== Stated problem ==
Reproduce the listing below word for word, keeping every line in its original order.

== Stored data ==
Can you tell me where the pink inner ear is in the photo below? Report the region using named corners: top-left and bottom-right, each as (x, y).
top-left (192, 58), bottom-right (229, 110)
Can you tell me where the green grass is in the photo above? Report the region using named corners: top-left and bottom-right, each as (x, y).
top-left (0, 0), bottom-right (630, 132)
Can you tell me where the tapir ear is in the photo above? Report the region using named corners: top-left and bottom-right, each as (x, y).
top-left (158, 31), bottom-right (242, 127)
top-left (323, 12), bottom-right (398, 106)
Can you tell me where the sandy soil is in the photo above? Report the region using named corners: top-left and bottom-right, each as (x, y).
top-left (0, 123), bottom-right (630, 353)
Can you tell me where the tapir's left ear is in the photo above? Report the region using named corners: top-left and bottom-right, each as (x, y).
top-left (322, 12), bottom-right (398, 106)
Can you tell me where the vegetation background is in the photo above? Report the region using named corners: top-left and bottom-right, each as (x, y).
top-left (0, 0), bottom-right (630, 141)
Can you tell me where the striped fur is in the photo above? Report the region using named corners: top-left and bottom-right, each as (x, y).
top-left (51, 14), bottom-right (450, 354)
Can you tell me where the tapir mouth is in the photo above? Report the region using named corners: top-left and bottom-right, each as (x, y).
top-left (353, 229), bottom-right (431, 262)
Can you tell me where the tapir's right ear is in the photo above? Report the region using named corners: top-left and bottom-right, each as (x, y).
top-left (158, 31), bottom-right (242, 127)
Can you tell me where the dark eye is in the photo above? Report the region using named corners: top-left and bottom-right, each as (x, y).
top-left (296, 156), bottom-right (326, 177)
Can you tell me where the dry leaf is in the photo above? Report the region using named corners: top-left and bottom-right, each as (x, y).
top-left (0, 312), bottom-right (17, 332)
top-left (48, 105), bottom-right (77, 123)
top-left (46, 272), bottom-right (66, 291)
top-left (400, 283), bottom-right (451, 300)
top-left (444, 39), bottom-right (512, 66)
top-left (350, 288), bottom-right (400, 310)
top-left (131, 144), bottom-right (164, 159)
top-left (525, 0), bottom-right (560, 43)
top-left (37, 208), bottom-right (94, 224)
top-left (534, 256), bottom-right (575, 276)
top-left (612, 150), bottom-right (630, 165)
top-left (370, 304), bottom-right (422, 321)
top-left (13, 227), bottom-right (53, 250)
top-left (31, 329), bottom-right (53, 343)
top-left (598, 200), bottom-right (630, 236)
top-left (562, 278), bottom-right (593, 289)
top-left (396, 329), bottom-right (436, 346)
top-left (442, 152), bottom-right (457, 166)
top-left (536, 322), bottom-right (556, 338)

== Solution to this exercise ==
Can you tell me where the pink inner ear is in the photo below? Report the region using named corners: top-left and bottom-right, each as (x, y).
top-left (192, 58), bottom-right (229, 110)
Can you tell me where the green grass is in the photo above? Report the region using named corners: top-left and bottom-right, each as (x, y).
top-left (0, 0), bottom-right (630, 132)
Can you tell me where the tapir ear is in the photo above? Report the region using named corners: top-left and bottom-right, each as (x, y).
top-left (158, 31), bottom-right (242, 127)
top-left (323, 12), bottom-right (398, 106)
Can you tell me where the sandy soil is in the photo above? Report the region using named corners: top-left and bottom-right, each as (x, y).
top-left (0, 123), bottom-right (630, 353)
Can you tell me where the tapir's left ear is in the photo above? Report the region using named corners: top-left and bottom-right, each as (x, y).
top-left (322, 12), bottom-right (398, 106)
Can you tell me where the vegetation background is in the photo above? Report the region using named corners: top-left and bottom-right, each as (x, y).
top-left (0, 0), bottom-right (630, 141)
Can you tell me where the striped fur is in the photo above? Report the region using named corners: top-left and bottom-right, each as (x, y).
top-left (51, 14), bottom-right (450, 354)
Can you tell me where the tapir mouth is in the photo above? Report the region using named corners: top-left and bottom-right, each as (x, y).
top-left (353, 229), bottom-right (431, 262)
Can you tell me where the tapir's right ear is in the photo above? Report the region using named corners: top-left and bottom-right, each as (x, y).
top-left (158, 31), bottom-right (242, 127)
Can you tell me where the dark eye is in the photo above? Report the region using named corners: top-left and bottom-right, each as (x, y).
top-left (296, 156), bottom-right (326, 177)
Can you tell me where the dry leaf is in the photo above? Report the region using named corners: top-left and bottom-right, each as (x, y).
top-left (0, 312), bottom-right (17, 332)
top-left (48, 105), bottom-right (77, 123)
top-left (46, 272), bottom-right (66, 291)
top-left (400, 283), bottom-right (451, 300)
top-left (444, 39), bottom-right (512, 66)
top-left (350, 288), bottom-right (400, 310)
top-left (131, 144), bottom-right (164, 159)
top-left (525, 0), bottom-right (560, 43)
top-left (37, 208), bottom-right (94, 224)
top-left (534, 256), bottom-right (575, 276)
top-left (612, 150), bottom-right (630, 165)
top-left (370, 304), bottom-right (422, 321)
top-left (13, 227), bottom-right (53, 250)
top-left (31, 329), bottom-right (53, 343)
top-left (598, 200), bottom-right (630, 236)
top-left (562, 278), bottom-right (593, 289)
top-left (396, 329), bottom-right (436, 346)
top-left (442, 152), bottom-right (457, 166)
top-left (536, 322), bottom-right (556, 338)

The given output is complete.